● DIRECTIVE: Can you rewrite all the rows below with every "ring rule" changed to "fill rule" and nothing else altered? Leave the pictures out.

● ENTRIES SHOWN:
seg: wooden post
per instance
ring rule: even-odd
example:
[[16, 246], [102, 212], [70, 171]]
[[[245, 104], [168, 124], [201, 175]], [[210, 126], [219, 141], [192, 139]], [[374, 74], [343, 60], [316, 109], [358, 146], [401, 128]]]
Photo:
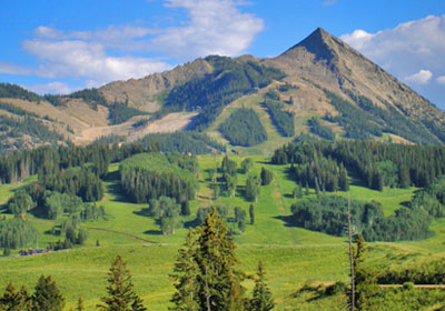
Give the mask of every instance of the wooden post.
[[348, 243], [349, 243], [349, 268], [350, 268], [350, 311], [354, 311], [355, 310], [354, 249], [353, 249], [353, 232], [350, 225], [349, 192], [348, 192]]

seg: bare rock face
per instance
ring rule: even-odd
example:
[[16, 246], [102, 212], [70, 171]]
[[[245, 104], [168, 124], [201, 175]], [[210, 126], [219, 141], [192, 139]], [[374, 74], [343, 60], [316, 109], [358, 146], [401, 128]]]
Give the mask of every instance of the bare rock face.
[[[76, 143], [88, 143], [98, 137], [109, 134], [127, 136], [129, 140], [132, 140], [149, 132], [179, 131], [186, 129], [196, 114], [199, 114], [199, 111], [194, 112], [195, 114], [176, 111], [177, 113], [166, 114], [161, 120], [157, 121], [155, 119], [149, 120], [150, 116], [137, 116], [121, 124], [111, 126], [109, 114], [112, 111], [112, 107], [110, 107], [110, 103], [115, 101], [125, 102], [128, 107], [141, 111], [158, 111], [168, 92], [174, 88], [187, 83], [191, 79], [204, 77], [211, 78], [211, 74], [209, 74], [212, 73], [214, 67], [208, 59], [197, 59], [169, 71], [154, 73], [142, 79], [130, 79], [106, 84], [99, 89], [99, 93], [108, 103], [105, 106], [100, 103], [95, 106], [95, 102], [88, 101], [88, 98], [70, 97], [61, 97], [63, 102], [61, 106], [55, 106], [41, 99], [34, 101], [33, 99], [24, 100], [20, 97], [2, 98], [0, 102], [32, 112], [33, 119], [61, 134], [63, 141], [70, 140]], [[415, 123], [417, 128], [414, 129], [414, 132], [417, 130], [423, 132], [422, 138], [417, 136], [413, 140], [415, 142], [425, 142], [423, 140], [425, 137], [427, 137], [428, 142], [445, 142], [444, 111], [437, 109], [406, 84], [322, 28], [316, 29], [301, 42], [275, 58], [257, 59], [253, 56], [241, 56], [236, 61], [238, 63], [257, 62], [266, 67], [274, 67], [285, 72], [286, 78], [279, 81], [271, 81], [265, 88], [256, 88], [251, 93], [245, 93], [241, 99], [225, 102], [224, 106], [231, 104], [237, 108], [246, 103], [260, 111], [264, 109], [261, 101], [266, 93], [276, 91], [279, 93], [277, 94], [279, 100], [287, 103], [285, 109], [295, 113], [296, 132], [301, 133], [308, 131], [308, 118], [342, 114], [328, 98], [327, 90], [352, 104], [360, 106], [357, 99], [366, 98], [366, 101], [372, 102], [372, 104], [368, 108], [360, 108], [362, 112], [372, 122], [379, 122], [383, 131], [387, 131], [388, 127], [386, 126], [394, 120], [398, 120], [398, 122], [405, 124], [404, 130], [411, 130], [412, 124]], [[230, 69], [225, 69], [224, 73], [227, 73], [227, 70], [230, 71]], [[285, 83], [291, 86], [291, 88], [287, 88], [287, 91], [278, 91], [279, 87]], [[224, 83], [221, 83], [221, 88], [224, 88]], [[379, 108], [378, 111], [380, 113], [382, 109], [385, 110], [385, 113], [387, 112], [385, 120], [377, 120], [378, 113], [376, 113], [375, 106]], [[16, 120], [23, 119], [20, 116], [14, 116], [6, 108], [0, 109], [1, 116], [14, 118]], [[134, 124], [142, 119], [147, 119], [149, 124], [140, 129], [135, 128]], [[220, 121], [215, 120], [215, 124]], [[215, 124], [210, 124], [206, 131], [210, 136], [218, 137]], [[335, 130], [339, 133], [337, 137], [345, 132], [345, 126], [335, 122], [328, 126], [335, 127]], [[3, 128], [7, 129], [7, 127]], [[4, 137], [7, 131], [0, 131], [0, 133], [3, 133]], [[393, 137], [397, 136], [395, 131], [388, 131], [388, 133]], [[399, 129], [397, 133], [403, 136]], [[414, 133], [414, 136], [416, 134]], [[289, 141], [291, 139], [294, 138], [289, 138]], [[397, 141], [409, 143], [409, 137], [399, 137]], [[8, 137], [8, 140], [3, 140], [2, 143], [14, 148], [16, 140], [12, 137]], [[38, 146], [34, 146], [27, 137], [23, 137], [20, 141], [26, 148]], [[39, 144], [42, 143], [44, 141], [39, 141]]]
[[202, 59], [178, 66], [170, 71], [154, 73], [142, 79], [116, 81], [99, 89], [108, 102], [128, 102], [129, 107], [154, 112], [160, 107], [162, 92], [186, 81], [211, 72], [211, 67]]

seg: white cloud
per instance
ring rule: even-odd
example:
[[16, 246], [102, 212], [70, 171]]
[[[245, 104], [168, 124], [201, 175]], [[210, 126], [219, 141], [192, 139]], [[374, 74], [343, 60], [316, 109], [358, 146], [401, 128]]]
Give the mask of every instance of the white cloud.
[[[239, 6], [247, 4], [245, 1], [165, 0], [164, 3], [170, 10], [184, 10], [186, 19], [179, 26], [160, 29], [141, 27], [140, 22], [88, 31], [39, 26], [22, 43], [23, 50], [39, 60], [38, 67], [26, 69], [0, 63], [0, 73], [75, 78], [87, 81], [86, 86], [98, 87], [171, 69], [166, 59], [182, 62], [208, 54], [238, 56], [264, 29], [261, 19], [239, 10]], [[60, 82], [30, 88], [39, 92], [70, 90]]]
[[68, 94], [75, 91], [75, 89], [68, 87], [67, 83], [59, 81], [49, 82], [44, 84], [23, 86], [23, 88], [39, 94], [48, 94], [48, 93]]
[[[109, 26], [106, 29], [97, 29], [93, 31], [60, 31], [55, 28], [39, 26], [34, 29], [33, 34], [39, 40], [82, 40], [86, 42], [100, 43], [106, 48], [118, 48], [120, 50], [140, 49], [140, 41], [135, 39], [144, 39], [149, 34], [156, 33], [156, 30], [146, 27], [135, 26]], [[135, 46], [136, 43], [136, 46]]]
[[436, 81], [437, 83], [445, 86], [445, 76], [437, 77]]
[[30, 68], [21, 67], [9, 62], [0, 62], [0, 73], [7, 74], [30, 74]]
[[87, 77], [108, 82], [142, 78], [171, 68], [149, 58], [110, 57], [102, 44], [80, 40], [28, 40], [23, 48], [42, 61], [38, 76], [46, 78]]
[[[432, 73], [445, 68], [445, 14], [404, 22], [376, 33], [355, 30], [340, 39], [400, 79], [425, 68]], [[421, 76], [427, 78], [426, 73]]]
[[338, 0], [324, 0], [323, 7], [332, 7], [332, 6], [336, 4], [337, 2], [338, 2]]
[[416, 84], [426, 84], [433, 78], [433, 72], [422, 69], [417, 73], [405, 77], [405, 80]]
[[238, 10], [233, 0], [169, 0], [167, 7], [187, 11], [184, 26], [161, 31], [152, 47], [180, 61], [208, 54], [238, 56], [264, 29], [263, 20]]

● EXERCISE RESULT:
seg: wooden post
per instance
fill rule: even-odd
example:
[[16, 246], [102, 212], [70, 171]]
[[[245, 104], [168, 124], [201, 175]], [[210, 126], [219, 141], [192, 139]], [[374, 74], [343, 60], [316, 109], [358, 146], [401, 128]]]
Photo:
Give the mask of every instance of the wooden post.
[[348, 243], [349, 243], [349, 268], [350, 268], [350, 311], [354, 311], [355, 310], [354, 249], [353, 249], [353, 232], [350, 225], [349, 192], [348, 192]]

seg: bare rock face
per instance
fill rule: even-odd
example:
[[16, 246], [102, 212], [70, 171]]
[[[245, 104], [168, 124], [201, 175]], [[210, 126], [219, 141], [192, 139]], [[374, 74], [343, 60], [316, 109], [358, 146], [401, 128]]]
Give the mask of every instance of the bare rock face.
[[[76, 143], [88, 143], [98, 137], [109, 134], [127, 136], [129, 140], [132, 140], [149, 132], [179, 131], [186, 129], [196, 114], [199, 114], [199, 111], [194, 112], [195, 114], [176, 111], [177, 113], [166, 114], [161, 120], [157, 121], [155, 119], [149, 120], [150, 116], [137, 116], [121, 124], [111, 126], [109, 114], [112, 111], [112, 107], [110, 107], [110, 103], [115, 101], [125, 102], [128, 107], [141, 111], [158, 111], [168, 92], [174, 88], [187, 83], [191, 79], [204, 77], [211, 78], [211, 74], [209, 74], [212, 73], [214, 67], [208, 59], [197, 59], [169, 71], [154, 73], [142, 79], [130, 79], [106, 84], [99, 89], [99, 93], [108, 103], [105, 106], [100, 103], [95, 106], [95, 102], [88, 101], [88, 98], [70, 97], [61, 97], [63, 102], [61, 106], [55, 106], [41, 99], [34, 101], [33, 99], [24, 100], [20, 97], [2, 98], [0, 102], [32, 112], [33, 119], [61, 134], [63, 141], [70, 140]], [[415, 123], [417, 128], [414, 129], [414, 132], [417, 130], [423, 132], [422, 138], [417, 136], [413, 140], [415, 142], [425, 142], [423, 140], [425, 137], [427, 137], [428, 142], [445, 142], [444, 111], [437, 109], [406, 84], [322, 28], [316, 29], [301, 42], [275, 58], [257, 59], [253, 56], [241, 56], [236, 61], [238, 63], [257, 62], [266, 67], [274, 67], [285, 72], [286, 78], [279, 81], [271, 81], [265, 88], [256, 88], [251, 93], [245, 93], [241, 99], [225, 102], [224, 106], [231, 104], [237, 108], [246, 103], [260, 111], [264, 109], [261, 101], [266, 93], [276, 91], [279, 93], [277, 94], [279, 100], [287, 103], [285, 109], [295, 113], [296, 132], [301, 133], [308, 131], [308, 118], [342, 114], [328, 98], [327, 90], [352, 104], [360, 106], [357, 99], [366, 98], [366, 101], [372, 102], [372, 104], [368, 108], [360, 108], [362, 112], [372, 122], [379, 122], [383, 131], [387, 131], [388, 127], [386, 126], [394, 120], [398, 120], [398, 122], [405, 124], [404, 130], [411, 130], [412, 124]], [[230, 69], [225, 69], [224, 73], [227, 73], [227, 70], [230, 71]], [[285, 83], [291, 86], [291, 88], [287, 88], [287, 91], [278, 91], [279, 87]], [[224, 83], [221, 83], [221, 88], [224, 88]], [[379, 108], [378, 111], [380, 113], [382, 109], [385, 110], [385, 113], [387, 112], [385, 120], [377, 120], [378, 113], [376, 113], [375, 106]], [[16, 120], [23, 119], [20, 116], [14, 116], [6, 108], [0, 109], [1, 116], [14, 118]], [[134, 124], [142, 119], [147, 119], [149, 124], [140, 129], [135, 128]], [[220, 121], [215, 120], [215, 124]], [[215, 124], [210, 124], [206, 131], [210, 136], [218, 137]], [[335, 130], [339, 133], [337, 137], [345, 132], [345, 126], [335, 122], [328, 126], [335, 127]], [[3, 128], [7, 129], [7, 127]], [[4, 137], [7, 131], [0, 131], [0, 133], [3, 133]], [[393, 137], [397, 136], [395, 131], [388, 131], [388, 133]], [[399, 129], [397, 133], [403, 136]], [[414, 133], [414, 136], [416, 134]], [[289, 141], [291, 139], [294, 138], [289, 138]], [[397, 141], [409, 143], [409, 137], [399, 137]], [[8, 137], [8, 140], [3, 140], [2, 143], [14, 148], [16, 140], [12, 137]], [[38, 146], [34, 146], [27, 137], [23, 137], [20, 141], [26, 148]], [[39, 144], [42, 143], [44, 141], [39, 141]]]
[[202, 59], [178, 66], [170, 71], [154, 73], [142, 79], [116, 81], [99, 89], [108, 102], [128, 102], [129, 107], [154, 112], [160, 107], [162, 92], [186, 81], [211, 72], [211, 67]]

seg: white cloud
per instance
fill rule: even-odd
example:
[[16, 246], [102, 212], [70, 171]]
[[[245, 104], [168, 124], [201, 175]], [[210, 126], [219, 141], [192, 139]], [[374, 74], [343, 60], [316, 109], [358, 146], [401, 128]]]
Give the mask of every instance of the white cloud.
[[[239, 6], [247, 4], [245, 1], [165, 0], [164, 3], [170, 10], [184, 10], [186, 19], [179, 26], [160, 29], [141, 27], [140, 22], [88, 31], [39, 26], [22, 43], [23, 50], [39, 60], [38, 67], [26, 69], [0, 63], [0, 73], [75, 78], [87, 81], [86, 86], [98, 87], [171, 69], [166, 59], [182, 62], [208, 54], [238, 56], [264, 29], [261, 19], [239, 10]], [[60, 82], [30, 88], [39, 92], [70, 90]]]
[[68, 94], [75, 91], [75, 89], [68, 87], [67, 83], [59, 81], [49, 82], [44, 84], [23, 86], [23, 88], [39, 94], [48, 94], [48, 93]]
[[[109, 26], [106, 29], [97, 29], [93, 31], [60, 31], [55, 28], [39, 26], [34, 29], [33, 34], [39, 40], [82, 40], [86, 42], [100, 43], [106, 48], [118, 48], [120, 50], [140, 49], [140, 41], [135, 39], [144, 39], [149, 34], [156, 33], [156, 30], [146, 27], [135, 26]], [[135, 46], [136, 43], [136, 46]]]
[[436, 81], [437, 83], [445, 86], [445, 76], [437, 77]]
[[30, 68], [21, 67], [9, 62], [0, 62], [0, 73], [7, 74], [30, 74]]
[[87, 77], [108, 82], [142, 78], [171, 68], [149, 58], [110, 57], [102, 44], [80, 40], [28, 40], [23, 48], [42, 61], [38, 76], [46, 78]]
[[[432, 73], [445, 68], [445, 14], [404, 22], [376, 33], [355, 30], [340, 39], [400, 79], [425, 68]], [[421, 76], [427, 78], [426, 73]]]
[[338, 0], [324, 0], [323, 7], [332, 7], [332, 6], [336, 4], [337, 2], [338, 2]]
[[416, 84], [426, 84], [433, 78], [433, 72], [422, 69], [417, 73], [405, 77], [405, 80]]
[[238, 10], [233, 0], [169, 0], [167, 7], [187, 11], [184, 26], [161, 31], [152, 47], [180, 61], [208, 54], [238, 56], [264, 29], [263, 20]]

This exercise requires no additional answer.